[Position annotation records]
[Start]
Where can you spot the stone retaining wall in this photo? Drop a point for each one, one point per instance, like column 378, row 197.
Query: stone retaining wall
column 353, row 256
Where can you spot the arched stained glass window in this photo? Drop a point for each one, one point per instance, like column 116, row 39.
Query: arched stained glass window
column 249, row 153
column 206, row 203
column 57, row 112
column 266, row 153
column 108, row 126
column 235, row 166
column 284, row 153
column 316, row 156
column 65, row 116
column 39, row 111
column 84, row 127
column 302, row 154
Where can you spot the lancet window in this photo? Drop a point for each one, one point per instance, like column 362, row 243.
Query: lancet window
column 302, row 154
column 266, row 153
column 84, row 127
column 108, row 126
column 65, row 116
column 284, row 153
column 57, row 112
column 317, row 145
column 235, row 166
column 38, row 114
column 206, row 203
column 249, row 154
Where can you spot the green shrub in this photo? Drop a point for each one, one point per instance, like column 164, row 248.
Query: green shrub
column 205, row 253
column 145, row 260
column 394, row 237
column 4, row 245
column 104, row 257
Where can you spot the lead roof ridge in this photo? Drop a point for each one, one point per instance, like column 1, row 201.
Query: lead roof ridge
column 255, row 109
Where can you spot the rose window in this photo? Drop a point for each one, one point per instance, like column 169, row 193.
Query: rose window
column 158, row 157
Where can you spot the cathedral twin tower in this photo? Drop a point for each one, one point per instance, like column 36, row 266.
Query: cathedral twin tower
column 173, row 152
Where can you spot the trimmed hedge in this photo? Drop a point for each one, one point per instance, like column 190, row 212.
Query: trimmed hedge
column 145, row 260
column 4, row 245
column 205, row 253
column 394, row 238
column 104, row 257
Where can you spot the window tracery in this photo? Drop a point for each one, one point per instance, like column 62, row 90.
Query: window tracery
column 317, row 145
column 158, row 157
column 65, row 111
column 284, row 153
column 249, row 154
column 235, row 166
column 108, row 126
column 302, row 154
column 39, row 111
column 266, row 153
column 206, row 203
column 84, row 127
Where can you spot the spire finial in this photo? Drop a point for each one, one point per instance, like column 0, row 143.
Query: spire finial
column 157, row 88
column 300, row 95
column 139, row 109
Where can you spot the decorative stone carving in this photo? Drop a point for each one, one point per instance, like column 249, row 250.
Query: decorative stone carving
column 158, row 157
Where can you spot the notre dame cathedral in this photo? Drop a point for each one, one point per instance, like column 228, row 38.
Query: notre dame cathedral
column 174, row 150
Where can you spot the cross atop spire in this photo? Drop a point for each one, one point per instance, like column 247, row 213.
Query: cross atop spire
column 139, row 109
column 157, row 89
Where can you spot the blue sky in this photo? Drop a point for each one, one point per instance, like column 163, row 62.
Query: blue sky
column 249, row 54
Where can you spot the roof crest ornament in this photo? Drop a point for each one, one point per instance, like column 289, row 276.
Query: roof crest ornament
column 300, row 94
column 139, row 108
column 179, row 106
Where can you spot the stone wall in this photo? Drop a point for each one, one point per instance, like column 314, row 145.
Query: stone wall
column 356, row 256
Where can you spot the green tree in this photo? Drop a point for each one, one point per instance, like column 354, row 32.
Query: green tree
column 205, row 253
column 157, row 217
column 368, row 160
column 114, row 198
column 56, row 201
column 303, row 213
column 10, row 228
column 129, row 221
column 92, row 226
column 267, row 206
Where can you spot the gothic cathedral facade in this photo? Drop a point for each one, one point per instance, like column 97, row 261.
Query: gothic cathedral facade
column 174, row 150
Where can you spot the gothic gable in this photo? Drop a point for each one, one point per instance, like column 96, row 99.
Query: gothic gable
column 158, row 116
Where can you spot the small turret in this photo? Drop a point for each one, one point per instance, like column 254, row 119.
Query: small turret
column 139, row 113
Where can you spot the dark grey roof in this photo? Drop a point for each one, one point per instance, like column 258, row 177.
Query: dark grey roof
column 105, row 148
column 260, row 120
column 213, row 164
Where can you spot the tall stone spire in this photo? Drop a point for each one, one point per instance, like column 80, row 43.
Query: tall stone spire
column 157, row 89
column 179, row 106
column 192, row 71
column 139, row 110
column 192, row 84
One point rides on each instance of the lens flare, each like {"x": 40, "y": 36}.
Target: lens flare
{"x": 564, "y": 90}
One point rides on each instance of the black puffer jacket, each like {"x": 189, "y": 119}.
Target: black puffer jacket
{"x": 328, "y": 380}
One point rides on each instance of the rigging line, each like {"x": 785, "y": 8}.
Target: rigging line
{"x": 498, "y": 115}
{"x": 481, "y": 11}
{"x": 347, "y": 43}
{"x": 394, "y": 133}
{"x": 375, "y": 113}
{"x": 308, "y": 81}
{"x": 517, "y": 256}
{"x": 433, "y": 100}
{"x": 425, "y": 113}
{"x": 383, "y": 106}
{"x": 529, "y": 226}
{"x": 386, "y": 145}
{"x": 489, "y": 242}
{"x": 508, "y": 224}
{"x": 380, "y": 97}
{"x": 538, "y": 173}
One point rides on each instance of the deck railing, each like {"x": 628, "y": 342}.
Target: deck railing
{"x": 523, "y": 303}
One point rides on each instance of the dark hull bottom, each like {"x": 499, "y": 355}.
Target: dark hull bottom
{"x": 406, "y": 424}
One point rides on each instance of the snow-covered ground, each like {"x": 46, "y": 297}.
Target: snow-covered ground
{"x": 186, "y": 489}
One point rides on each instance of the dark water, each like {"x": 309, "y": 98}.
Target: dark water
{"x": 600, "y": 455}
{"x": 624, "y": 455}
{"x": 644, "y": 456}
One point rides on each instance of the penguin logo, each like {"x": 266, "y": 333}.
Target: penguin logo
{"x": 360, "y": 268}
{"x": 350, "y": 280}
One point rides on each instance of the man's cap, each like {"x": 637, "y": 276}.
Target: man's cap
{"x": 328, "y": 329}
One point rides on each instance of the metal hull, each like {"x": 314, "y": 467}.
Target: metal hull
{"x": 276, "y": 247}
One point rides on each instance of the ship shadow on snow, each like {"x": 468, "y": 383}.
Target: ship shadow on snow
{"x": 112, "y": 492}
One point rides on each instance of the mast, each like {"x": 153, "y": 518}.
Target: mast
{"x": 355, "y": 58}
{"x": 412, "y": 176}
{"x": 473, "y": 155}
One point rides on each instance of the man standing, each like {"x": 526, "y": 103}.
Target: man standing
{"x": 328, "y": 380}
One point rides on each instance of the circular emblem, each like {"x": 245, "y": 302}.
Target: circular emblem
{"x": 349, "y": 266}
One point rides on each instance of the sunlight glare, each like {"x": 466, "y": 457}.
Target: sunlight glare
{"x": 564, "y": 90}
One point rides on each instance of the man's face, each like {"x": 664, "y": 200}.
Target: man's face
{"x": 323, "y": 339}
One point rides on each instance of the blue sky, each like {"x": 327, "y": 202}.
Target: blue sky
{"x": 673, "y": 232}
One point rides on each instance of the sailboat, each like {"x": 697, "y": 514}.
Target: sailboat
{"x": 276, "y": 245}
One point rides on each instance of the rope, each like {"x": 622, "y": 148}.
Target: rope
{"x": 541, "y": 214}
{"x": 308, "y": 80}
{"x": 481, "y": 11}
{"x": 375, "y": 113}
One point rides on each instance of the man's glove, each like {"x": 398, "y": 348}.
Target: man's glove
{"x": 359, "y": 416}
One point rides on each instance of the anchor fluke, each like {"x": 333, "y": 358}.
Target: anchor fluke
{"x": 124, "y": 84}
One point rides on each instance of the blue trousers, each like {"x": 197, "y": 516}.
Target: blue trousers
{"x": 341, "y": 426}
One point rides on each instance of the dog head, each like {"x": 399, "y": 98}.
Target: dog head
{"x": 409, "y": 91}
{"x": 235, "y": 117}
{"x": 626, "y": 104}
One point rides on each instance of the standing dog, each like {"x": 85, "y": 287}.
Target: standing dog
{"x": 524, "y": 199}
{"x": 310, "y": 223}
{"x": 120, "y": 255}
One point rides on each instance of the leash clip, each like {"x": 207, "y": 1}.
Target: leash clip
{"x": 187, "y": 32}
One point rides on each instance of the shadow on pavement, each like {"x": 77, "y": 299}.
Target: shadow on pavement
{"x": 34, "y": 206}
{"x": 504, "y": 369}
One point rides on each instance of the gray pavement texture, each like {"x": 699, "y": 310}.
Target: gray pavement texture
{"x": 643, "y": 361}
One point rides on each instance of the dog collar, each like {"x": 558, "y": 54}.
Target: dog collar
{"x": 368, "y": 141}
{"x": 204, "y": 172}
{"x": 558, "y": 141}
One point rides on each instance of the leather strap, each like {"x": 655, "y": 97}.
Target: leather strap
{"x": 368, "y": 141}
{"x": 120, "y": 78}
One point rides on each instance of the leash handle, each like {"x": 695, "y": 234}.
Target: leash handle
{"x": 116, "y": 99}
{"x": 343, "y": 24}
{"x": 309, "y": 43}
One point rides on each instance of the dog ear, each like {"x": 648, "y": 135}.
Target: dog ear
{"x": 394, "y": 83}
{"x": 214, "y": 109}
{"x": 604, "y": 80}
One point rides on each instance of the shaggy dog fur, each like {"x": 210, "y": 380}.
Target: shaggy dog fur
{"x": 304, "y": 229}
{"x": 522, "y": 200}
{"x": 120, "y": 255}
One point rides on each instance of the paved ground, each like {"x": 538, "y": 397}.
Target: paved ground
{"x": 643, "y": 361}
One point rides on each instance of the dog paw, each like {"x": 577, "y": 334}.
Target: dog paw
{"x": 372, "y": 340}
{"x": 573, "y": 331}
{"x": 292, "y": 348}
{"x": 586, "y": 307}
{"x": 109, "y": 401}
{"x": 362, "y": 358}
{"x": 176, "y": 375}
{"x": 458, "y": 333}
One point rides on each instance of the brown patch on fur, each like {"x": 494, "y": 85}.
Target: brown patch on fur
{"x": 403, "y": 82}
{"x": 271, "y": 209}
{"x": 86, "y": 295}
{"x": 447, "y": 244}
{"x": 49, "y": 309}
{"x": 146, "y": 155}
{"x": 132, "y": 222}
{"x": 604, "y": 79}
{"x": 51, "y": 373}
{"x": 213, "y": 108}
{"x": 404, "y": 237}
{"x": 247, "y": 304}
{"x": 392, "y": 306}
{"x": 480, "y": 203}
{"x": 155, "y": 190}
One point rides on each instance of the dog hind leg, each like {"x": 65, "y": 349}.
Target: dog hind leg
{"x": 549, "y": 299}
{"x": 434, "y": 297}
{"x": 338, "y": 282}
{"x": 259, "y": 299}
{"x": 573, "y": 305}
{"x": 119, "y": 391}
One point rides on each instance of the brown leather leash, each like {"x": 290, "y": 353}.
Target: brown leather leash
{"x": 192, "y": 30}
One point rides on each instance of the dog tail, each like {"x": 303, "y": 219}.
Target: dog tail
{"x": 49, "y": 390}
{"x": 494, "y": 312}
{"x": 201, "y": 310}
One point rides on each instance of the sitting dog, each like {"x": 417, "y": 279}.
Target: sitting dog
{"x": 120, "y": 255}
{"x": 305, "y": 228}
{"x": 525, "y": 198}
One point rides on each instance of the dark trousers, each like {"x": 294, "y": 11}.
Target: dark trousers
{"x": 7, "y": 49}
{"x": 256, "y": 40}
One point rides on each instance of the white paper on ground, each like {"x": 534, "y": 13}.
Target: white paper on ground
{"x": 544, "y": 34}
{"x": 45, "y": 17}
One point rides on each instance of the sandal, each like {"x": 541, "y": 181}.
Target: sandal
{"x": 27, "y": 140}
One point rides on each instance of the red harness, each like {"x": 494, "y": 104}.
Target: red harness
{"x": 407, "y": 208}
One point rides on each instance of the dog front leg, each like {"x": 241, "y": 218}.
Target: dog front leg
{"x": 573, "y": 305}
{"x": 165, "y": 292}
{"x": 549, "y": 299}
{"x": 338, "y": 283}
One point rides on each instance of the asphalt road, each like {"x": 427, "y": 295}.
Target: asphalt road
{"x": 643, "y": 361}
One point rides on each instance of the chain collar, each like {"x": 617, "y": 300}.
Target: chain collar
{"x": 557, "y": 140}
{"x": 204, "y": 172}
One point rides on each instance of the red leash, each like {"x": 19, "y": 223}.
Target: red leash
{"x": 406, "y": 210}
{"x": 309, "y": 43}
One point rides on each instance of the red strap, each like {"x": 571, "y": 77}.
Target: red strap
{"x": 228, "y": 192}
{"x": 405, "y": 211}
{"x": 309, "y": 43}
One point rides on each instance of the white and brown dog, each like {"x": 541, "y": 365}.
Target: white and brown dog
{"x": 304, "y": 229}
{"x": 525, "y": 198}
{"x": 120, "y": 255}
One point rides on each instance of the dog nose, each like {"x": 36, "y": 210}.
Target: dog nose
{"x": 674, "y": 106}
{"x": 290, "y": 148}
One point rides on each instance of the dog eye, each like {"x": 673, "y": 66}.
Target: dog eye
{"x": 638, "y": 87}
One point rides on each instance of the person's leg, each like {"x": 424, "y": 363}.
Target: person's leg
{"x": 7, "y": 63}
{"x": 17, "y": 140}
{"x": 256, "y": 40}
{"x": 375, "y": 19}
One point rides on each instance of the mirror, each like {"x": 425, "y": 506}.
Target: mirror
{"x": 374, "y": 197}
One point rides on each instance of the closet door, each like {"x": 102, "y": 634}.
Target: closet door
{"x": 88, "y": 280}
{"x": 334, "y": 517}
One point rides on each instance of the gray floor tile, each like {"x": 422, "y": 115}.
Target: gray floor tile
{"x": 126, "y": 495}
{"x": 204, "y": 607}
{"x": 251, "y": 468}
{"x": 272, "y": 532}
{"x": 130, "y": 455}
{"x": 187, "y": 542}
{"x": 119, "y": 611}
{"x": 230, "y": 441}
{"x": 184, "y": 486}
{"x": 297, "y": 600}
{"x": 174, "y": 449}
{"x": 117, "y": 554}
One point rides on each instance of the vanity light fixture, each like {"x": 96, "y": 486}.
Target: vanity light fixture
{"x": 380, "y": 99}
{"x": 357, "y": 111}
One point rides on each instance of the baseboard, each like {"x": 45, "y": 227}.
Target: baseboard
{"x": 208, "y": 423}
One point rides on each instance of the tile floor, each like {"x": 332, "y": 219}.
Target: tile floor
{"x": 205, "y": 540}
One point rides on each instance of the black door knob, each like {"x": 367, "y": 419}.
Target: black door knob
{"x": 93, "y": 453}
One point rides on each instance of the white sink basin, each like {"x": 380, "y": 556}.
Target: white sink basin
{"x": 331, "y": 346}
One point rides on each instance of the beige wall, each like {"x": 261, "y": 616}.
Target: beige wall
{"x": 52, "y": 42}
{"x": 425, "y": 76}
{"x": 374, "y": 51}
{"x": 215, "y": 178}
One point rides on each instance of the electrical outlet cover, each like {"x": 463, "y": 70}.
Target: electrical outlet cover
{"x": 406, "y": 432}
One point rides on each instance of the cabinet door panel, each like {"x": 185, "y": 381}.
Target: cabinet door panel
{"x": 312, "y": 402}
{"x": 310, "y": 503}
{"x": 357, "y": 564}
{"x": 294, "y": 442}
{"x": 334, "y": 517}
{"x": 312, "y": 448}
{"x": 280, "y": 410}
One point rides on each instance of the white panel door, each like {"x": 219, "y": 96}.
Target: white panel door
[End]
→ Required work: Retype only the lines running from the line with "One point rides on each instance of the vanity" to the end of the listing, including both of those lines.

→ Full output:
One point rides on each instance of the vanity light fixture, each like {"x": 96, "y": 486}.
Target: vanity light fixture
{"x": 380, "y": 99}
{"x": 357, "y": 111}
One point rides on each instance of the baseboard, each like {"x": 45, "y": 227}.
Target: baseboard
{"x": 208, "y": 423}
One point rides on each instance of the tile floor, each like {"x": 332, "y": 219}.
Target: tile floor
{"x": 205, "y": 540}
One point rides on each instance of the black door knob, each like {"x": 367, "y": 419}.
Target: black door knob
{"x": 93, "y": 453}
One point rides on each instance of the white sink basin, each like {"x": 380, "y": 556}.
Target: white sink basin
{"x": 331, "y": 346}
One point rides on each instance of the beige wall, each like {"x": 261, "y": 616}.
Target: beige wall
{"x": 52, "y": 42}
{"x": 425, "y": 76}
{"x": 374, "y": 51}
{"x": 215, "y": 178}
One point rides on each instance of the electrical outlet cover, each like {"x": 463, "y": 70}.
Target: electrical outlet cover
{"x": 406, "y": 432}
One point rides on each instance of the cabinet door panel, each like {"x": 185, "y": 381}.
Target: cabinet door panel
{"x": 312, "y": 402}
{"x": 310, "y": 503}
{"x": 357, "y": 564}
{"x": 294, "y": 442}
{"x": 334, "y": 517}
{"x": 312, "y": 448}
{"x": 280, "y": 410}
One point rides on each instance of the white panel door, each like {"x": 219, "y": 96}.
Target: white panel door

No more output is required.